● WRITTEN REQUEST: Repeat every line from the start of the records through the line that contains "100], [70, 104]]]", keeping the requests unchanged. In the answer coordinates only, add -147 to every number.

# Start of DATA FOR PROCESSING

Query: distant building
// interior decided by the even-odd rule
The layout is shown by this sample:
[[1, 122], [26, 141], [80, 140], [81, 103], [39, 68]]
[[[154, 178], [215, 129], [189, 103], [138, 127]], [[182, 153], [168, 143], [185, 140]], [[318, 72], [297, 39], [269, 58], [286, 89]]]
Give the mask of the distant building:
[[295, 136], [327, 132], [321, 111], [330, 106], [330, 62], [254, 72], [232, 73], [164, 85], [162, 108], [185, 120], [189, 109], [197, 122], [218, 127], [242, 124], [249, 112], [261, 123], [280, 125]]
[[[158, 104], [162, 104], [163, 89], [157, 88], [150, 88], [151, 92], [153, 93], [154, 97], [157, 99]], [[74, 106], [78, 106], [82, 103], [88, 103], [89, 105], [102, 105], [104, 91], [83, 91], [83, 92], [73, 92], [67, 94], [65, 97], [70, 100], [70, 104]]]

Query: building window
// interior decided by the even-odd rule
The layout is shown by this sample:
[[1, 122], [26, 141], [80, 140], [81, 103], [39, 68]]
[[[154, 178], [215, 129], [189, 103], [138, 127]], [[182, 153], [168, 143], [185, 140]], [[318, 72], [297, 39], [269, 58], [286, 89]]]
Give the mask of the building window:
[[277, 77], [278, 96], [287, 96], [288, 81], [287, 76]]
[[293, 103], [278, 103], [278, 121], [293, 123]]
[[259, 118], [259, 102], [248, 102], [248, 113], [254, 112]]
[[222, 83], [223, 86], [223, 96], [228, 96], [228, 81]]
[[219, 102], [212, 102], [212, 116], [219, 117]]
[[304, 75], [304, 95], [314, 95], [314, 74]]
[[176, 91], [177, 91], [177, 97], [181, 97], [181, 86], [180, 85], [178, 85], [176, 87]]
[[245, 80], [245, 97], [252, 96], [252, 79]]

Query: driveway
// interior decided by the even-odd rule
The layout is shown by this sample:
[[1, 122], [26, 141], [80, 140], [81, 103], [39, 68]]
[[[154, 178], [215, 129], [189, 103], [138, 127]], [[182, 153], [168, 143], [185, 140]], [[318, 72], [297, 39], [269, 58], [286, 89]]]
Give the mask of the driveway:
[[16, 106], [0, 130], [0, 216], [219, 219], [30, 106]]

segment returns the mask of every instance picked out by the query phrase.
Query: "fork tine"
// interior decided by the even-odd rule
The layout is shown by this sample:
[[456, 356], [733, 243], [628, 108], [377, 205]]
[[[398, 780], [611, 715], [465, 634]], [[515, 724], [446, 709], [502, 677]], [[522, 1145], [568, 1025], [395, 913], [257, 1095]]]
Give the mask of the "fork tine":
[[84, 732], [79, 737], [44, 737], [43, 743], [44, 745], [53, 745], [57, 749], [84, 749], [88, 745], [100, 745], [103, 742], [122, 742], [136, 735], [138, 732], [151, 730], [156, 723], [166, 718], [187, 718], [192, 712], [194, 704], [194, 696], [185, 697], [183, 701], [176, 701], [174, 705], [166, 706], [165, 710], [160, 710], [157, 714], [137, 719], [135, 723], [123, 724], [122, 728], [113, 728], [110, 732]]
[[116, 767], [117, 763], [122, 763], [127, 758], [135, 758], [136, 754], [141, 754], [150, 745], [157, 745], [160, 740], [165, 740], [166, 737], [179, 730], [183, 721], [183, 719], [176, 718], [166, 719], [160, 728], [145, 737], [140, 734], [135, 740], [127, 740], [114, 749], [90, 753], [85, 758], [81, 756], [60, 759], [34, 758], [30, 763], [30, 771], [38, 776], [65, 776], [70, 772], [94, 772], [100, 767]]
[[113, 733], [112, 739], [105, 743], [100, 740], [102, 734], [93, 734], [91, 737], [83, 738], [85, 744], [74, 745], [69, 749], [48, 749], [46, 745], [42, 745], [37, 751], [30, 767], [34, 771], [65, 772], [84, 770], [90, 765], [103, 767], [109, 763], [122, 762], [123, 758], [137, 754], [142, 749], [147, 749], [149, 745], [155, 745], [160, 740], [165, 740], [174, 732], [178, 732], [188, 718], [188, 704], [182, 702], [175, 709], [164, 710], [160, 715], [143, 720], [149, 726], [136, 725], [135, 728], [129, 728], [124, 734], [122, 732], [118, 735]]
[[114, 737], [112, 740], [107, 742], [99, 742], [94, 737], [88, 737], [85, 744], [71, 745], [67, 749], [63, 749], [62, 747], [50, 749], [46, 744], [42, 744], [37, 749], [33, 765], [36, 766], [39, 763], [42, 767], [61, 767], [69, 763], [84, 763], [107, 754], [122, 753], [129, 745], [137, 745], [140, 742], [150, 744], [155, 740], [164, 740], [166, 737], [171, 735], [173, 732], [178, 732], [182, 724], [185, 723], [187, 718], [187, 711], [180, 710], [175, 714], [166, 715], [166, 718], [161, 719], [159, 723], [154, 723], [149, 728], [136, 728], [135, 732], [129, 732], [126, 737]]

# End of DATA FOR PROCESSING

● SOLUTION FOR THIS PROBLEM:
Query: distant building
// interior decided by the even-odd rule
The layout is shown by this sample:
[[1, 122], [26, 141], [80, 140], [81, 103], [39, 68]]
[[[154, 178], [215, 129], [189, 103], [138, 127]], [[182, 153], [168, 143], [185, 140]], [[318, 72], [297, 39], [269, 58], [286, 89]]]
Give the mask of the distant building:
[[148, -11], [180, -15], [174, -36], [183, -41], [183, -85], [107, -75], [85, -74], [17, -62], [15, -39], [38, -27], [42, -38], [50, -25], [71, -20], [95, -23], [102, -35], [114, -24], [133, -22]]
[[[11, -43], [15, -43], [16, -58], [10, -59], [3, -59], [4, -55], [6, -54], [7, -50], [10, -48]], [[-73, -41], [-69, -41], [-65, -44], [-59, -44], [-58, -42], [-45, -42], [-43, -56], [-64, -56], [-64, -55], [-74, -55], [-80, -53], [-82, -50], [-77, -47], [-77, -43]]]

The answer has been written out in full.